**WHAT YOU ARE ASKED TO DO:**
Write out the full set of records below exactly.

**EXTRACTED ENTRIES:**
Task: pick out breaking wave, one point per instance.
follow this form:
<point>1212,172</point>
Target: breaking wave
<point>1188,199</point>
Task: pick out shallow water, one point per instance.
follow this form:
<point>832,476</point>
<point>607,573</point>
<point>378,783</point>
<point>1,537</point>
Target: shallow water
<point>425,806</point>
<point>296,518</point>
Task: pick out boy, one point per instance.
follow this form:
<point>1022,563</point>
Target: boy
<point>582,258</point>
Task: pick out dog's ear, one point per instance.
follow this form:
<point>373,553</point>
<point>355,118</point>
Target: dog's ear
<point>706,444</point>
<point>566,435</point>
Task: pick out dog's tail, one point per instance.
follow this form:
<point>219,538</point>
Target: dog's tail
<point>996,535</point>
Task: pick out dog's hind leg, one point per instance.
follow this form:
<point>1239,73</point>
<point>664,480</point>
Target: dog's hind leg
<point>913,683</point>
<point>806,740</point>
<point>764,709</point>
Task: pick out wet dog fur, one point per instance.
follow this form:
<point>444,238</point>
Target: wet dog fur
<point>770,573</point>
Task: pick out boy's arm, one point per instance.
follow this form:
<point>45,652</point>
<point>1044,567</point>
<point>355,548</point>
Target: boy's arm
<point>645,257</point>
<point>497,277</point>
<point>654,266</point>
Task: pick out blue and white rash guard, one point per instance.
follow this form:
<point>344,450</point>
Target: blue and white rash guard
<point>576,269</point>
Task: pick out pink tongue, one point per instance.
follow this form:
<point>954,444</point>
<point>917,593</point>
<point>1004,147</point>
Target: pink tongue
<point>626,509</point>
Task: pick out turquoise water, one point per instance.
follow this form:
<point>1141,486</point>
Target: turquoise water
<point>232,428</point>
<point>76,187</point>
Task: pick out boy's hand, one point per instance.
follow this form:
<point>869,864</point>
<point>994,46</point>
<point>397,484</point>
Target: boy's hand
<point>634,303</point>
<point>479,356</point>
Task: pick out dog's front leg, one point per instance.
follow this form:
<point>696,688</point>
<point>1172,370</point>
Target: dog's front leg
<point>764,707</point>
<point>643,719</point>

**ANSWER TO THIS PROBLEM:**
Task: pick out breaking wave, one point per instance.
follow this form:
<point>1212,172</point>
Target: breaking wave
<point>1188,199</point>
Task: pick out shallow water, one point per instance.
follow this form:
<point>832,476</point>
<point>607,573</point>
<point>378,783</point>
<point>1,537</point>
Target: shallow water
<point>425,806</point>
<point>296,518</point>
Task: pick out boy, one point per instance.
follow this form:
<point>1022,563</point>
Target: boy
<point>582,258</point>
Task: pick out dog's ear, one point per instance.
follow this form:
<point>373,553</point>
<point>355,118</point>
Target: dog's ear
<point>706,444</point>
<point>566,435</point>
Task: pick out dog's tail, one point per instance.
follow this form:
<point>219,538</point>
Target: dog's tail
<point>996,535</point>
Task: pick out dog's hind leg, one point per instance.
follow this form:
<point>1239,73</point>
<point>664,480</point>
Target: dog's hind leg
<point>913,683</point>
<point>806,740</point>
<point>764,709</point>
Task: pick out wet dog fur, one point per instance.
follow this form:
<point>444,238</point>
Target: wet dog fur
<point>770,573</point>
Task: pick out boy's arm, one point per instance.
follow this form:
<point>45,652</point>
<point>1044,567</point>
<point>355,548</point>
Target: boy's arm
<point>645,257</point>
<point>497,277</point>
<point>654,266</point>
Task: pick out blue and white rash guard, one point per instance.
follow this form:
<point>344,450</point>
Target: blue and white rash guard
<point>576,269</point>
Task: pick out pink tongue, one point per instance.
follow this form:
<point>954,444</point>
<point>917,593</point>
<point>1004,147</point>
Target: pink tongue
<point>626,509</point>
Task: pick out turquoise water, one point per instance.
follow this form:
<point>1141,486</point>
Target: turquoise water
<point>232,428</point>
<point>76,187</point>
Task: pick out boy's hand, one point per instance.
follow this form:
<point>869,864</point>
<point>994,46</point>
<point>397,484</point>
Target: boy's hand
<point>634,303</point>
<point>479,356</point>
Task: pick out dog's front leg, one point per instance.
follow this form:
<point>696,688</point>
<point>1172,370</point>
Target: dog's front leg
<point>764,707</point>
<point>643,719</point>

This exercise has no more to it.